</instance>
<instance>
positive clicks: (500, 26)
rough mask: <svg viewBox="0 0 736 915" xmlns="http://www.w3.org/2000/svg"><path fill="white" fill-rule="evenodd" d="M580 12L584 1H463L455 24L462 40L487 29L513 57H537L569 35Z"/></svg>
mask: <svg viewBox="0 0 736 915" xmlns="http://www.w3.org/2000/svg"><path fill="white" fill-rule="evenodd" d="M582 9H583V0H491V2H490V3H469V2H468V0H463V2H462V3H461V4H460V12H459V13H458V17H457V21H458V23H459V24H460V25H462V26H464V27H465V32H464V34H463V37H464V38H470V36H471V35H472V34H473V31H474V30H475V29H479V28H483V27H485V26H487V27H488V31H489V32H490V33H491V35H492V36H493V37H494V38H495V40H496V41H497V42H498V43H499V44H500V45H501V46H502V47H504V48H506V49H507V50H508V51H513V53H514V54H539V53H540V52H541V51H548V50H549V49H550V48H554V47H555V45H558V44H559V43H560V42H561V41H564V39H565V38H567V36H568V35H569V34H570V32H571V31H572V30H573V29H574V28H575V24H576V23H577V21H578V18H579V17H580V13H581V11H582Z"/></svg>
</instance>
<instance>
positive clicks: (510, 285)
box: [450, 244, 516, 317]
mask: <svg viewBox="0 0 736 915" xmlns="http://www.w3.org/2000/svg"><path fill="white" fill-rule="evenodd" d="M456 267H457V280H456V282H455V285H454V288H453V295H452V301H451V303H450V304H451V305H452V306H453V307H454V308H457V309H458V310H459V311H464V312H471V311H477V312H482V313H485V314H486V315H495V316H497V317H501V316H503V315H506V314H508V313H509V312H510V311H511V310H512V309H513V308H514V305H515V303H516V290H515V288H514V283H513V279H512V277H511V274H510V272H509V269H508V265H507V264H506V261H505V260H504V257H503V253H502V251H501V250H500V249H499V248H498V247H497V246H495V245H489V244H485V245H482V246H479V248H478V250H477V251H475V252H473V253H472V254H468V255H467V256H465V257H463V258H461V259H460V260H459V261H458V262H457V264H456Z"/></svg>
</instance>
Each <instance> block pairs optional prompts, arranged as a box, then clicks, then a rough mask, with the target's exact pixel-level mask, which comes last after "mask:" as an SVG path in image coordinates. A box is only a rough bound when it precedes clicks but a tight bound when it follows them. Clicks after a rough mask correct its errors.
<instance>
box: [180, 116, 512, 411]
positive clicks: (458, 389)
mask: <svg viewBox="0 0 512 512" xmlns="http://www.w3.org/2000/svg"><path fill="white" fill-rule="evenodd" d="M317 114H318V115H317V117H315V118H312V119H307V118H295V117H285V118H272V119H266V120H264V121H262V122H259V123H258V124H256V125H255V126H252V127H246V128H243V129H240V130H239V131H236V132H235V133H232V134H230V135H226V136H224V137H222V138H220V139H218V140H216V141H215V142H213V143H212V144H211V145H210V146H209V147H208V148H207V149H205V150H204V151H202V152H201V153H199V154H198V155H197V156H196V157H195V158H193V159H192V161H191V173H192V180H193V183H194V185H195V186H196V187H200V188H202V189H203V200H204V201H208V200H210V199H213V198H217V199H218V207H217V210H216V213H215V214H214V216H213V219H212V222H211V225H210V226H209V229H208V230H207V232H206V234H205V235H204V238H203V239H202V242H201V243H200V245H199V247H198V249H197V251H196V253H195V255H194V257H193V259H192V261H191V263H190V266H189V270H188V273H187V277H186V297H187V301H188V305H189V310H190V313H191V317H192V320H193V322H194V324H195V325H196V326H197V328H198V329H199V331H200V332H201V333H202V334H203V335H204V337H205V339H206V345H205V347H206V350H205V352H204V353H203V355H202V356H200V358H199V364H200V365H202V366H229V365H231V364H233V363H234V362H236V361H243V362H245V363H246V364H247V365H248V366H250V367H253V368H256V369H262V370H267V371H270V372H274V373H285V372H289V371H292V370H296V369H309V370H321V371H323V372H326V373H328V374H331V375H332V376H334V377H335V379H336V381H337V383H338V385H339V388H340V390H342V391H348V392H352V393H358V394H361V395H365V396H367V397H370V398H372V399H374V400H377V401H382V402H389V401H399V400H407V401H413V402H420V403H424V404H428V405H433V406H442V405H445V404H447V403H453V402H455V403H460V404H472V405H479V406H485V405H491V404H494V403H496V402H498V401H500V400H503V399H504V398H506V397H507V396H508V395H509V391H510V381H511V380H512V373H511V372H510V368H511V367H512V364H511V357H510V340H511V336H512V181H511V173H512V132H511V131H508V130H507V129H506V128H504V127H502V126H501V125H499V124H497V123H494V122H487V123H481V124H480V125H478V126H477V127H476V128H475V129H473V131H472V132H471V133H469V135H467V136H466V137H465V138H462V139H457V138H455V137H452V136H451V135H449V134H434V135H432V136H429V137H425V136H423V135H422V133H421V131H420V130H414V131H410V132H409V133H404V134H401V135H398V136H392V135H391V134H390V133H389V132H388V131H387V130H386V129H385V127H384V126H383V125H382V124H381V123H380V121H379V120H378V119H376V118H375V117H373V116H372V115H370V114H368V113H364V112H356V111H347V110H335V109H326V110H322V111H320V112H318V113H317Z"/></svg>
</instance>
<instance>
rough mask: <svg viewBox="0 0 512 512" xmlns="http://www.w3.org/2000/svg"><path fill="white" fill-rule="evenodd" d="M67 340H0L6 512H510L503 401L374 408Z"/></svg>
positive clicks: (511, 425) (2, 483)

What you need to do: A complete, exact copy of the material is the expected answer.

Your solution:
</instance>
<instance>
positive clicks: (500, 26)
rough mask: <svg viewBox="0 0 736 915" xmlns="http://www.w3.org/2000/svg"><path fill="white" fill-rule="evenodd" d="M580 12L584 1H463L455 24L462 40L487 29L513 57H537L569 35Z"/></svg>
mask: <svg viewBox="0 0 736 915" xmlns="http://www.w3.org/2000/svg"><path fill="white" fill-rule="evenodd" d="M582 9H583V0H491V2H490V3H469V2H468V0H463V2H462V3H461V4H460V12H459V13H458V17H457V21H458V23H459V24H460V25H462V26H464V27H465V32H464V34H463V37H464V38H470V36H471V35H472V34H473V31H474V30H475V29H479V28H483V27H485V26H487V27H488V31H489V32H490V33H491V35H492V36H493V37H494V38H495V40H496V41H497V42H498V43H499V44H500V45H501V46H502V47H504V48H506V49H507V50H508V51H513V53H514V54H539V53H540V52H541V51H548V50H549V49H550V48H554V47H555V45H558V44H559V43H560V42H561V41H564V39H565V38H567V36H568V35H569V34H570V32H571V31H572V30H573V29H574V28H575V24H576V23H577V21H578V18H579V17H580V13H581V11H582Z"/></svg>
</instance>
<instance>
positive clicks: (510, 285)
box: [450, 244, 516, 317]
mask: <svg viewBox="0 0 736 915" xmlns="http://www.w3.org/2000/svg"><path fill="white" fill-rule="evenodd" d="M456 267H457V280H456V282H455V285H454V288H453V295H452V301H451V303H450V304H451V305H452V306H453V307H454V308H457V309H458V310H459V311H464V312H471V311H477V312H482V313H485V314H486V315H495V316H497V317H501V316H503V315H506V314H508V313H509V312H510V311H511V310H512V309H513V308H514V305H515V303H516V290H515V288H514V283H513V279H512V277H511V274H510V272H509V269H508V265H507V264H506V261H505V260H504V257H503V253H502V251H501V250H500V249H499V248H498V247H497V246H495V245H489V244H485V245H482V246H479V248H478V250H477V251H475V252H473V253H472V254H468V255H467V256H465V257H463V258H461V259H460V260H459V261H458V262H457V264H456Z"/></svg>
</instance>
Each <instance> block pairs optional prompts, arranged as a box, then clicks, then a rough mask, with the target's exact pixel-level mask, which comes last after "mask:" as an SVG path in image coordinates. A box is only a rough bound when it precedes clicks but a tight bound when it follows them. Clicks after a rough mask correct its errors.
<instance>
box: [180, 116, 512, 411]
positive clicks: (458, 389)
mask: <svg viewBox="0 0 512 512" xmlns="http://www.w3.org/2000/svg"><path fill="white" fill-rule="evenodd" d="M317 114H318V115H317V117H315V118H312V119H307V118H295V117H285V118H272V119H266V120H264V121H262V122H259V123H258V124H256V125H255V126H252V127H246V128H243V129H240V130H239V131H236V132H235V133H232V134H230V135H226V136H224V137H222V138H220V139H218V140H216V141H215V142H213V143H212V144H211V145H210V146H209V147H208V148H207V149H205V150H204V151H202V152H201V153H199V154H198V155H197V156H196V157H195V158H193V159H192V161H191V173H192V180H193V183H194V185H195V186H196V187H200V188H202V189H203V200H204V201H208V200H210V199H213V198H217V199H218V207H217V210H216V213H215V214H214V216H213V219H212V222H211V225H210V226H209V229H208V230H207V232H206V234H205V235H204V238H203V239H202V242H201V243H200V245H199V247H198V249H197V251H196V253H195V255H194V257H193V259H192V261H191V263H190V266H189V270H188V273H187V277H186V297H187V301H188V305H189V310H190V313H191V317H192V320H193V322H194V324H195V325H196V326H197V328H198V329H199V331H200V332H201V333H202V334H203V335H204V337H205V339H206V345H205V347H206V350H205V352H204V353H203V355H202V356H200V358H199V364H200V365H202V366H229V365H231V364H233V363H234V362H236V361H243V362H245V363H246V364H247V365H248V366H250V367H253V368H256V369H262V370H267V371H270V372H274V373H285V372H289V371H292V370H296V369H309V370H321V371H323V372H326V373H328V374H331V375H332V376H334V377H335V379H336V381H337V383H338V385H339V388H340V390H342V391H348V392H352V393H358V394H361V395H365V396H367V397H370V398H372V399H374V400H377V401H382V402H389V401H399V400H407V401H413V402H420V403H424V404H428V405H433V406H442V405H445V404H447V403H453V402H455V403H460V404H472V405H479V406H485V405H491V404H494V403H496V402H498V401H500V400H503V399H504V398H506V397H507V396H508V395H509V391H510V381H511V380H512V373H511V372H510V368H511V367H512V364H511V357H510V340H511V336H512V181H511V173H512V132H511V131H508V130H507V129H506V128H504V127H502V126H501V125H499V124H497V123H494V122H487V123H481V124H480V125H478V126H477V127H476V128H475V129H473V131H472V132H471V133H469V135H467V136H466V137H465V138H462V139H457V138H455V137H452V136H451V135H449V134H434V135H432V136H429V137H425V136H423V135H422V133H421V131H420V130H414V131H410V132H409V133H404V134H401V135H398V136H392V135H391V134H390V133H389V132H388V131H387V130H386V129H385V127H384V126H383V125H382V124H381V123H380V121H379V120H378V119H376V118H375V117H373V116H372V115H370V114H368V113H364V112H356V111H347V110H335V109H326V110H322V111H320V112H318V113H317Z"/></svg>
</instance>
<instance>
rough mask: <svg viewBox="0 0 512 512" xmlns="http://www.w3.org/2000/svg"><path fill="white" fill-rule="evenodd" d="M67 340H0L6 512H510L503 401L374 408Z"/></svg>
positive clicks: (511, 425) (2, 483)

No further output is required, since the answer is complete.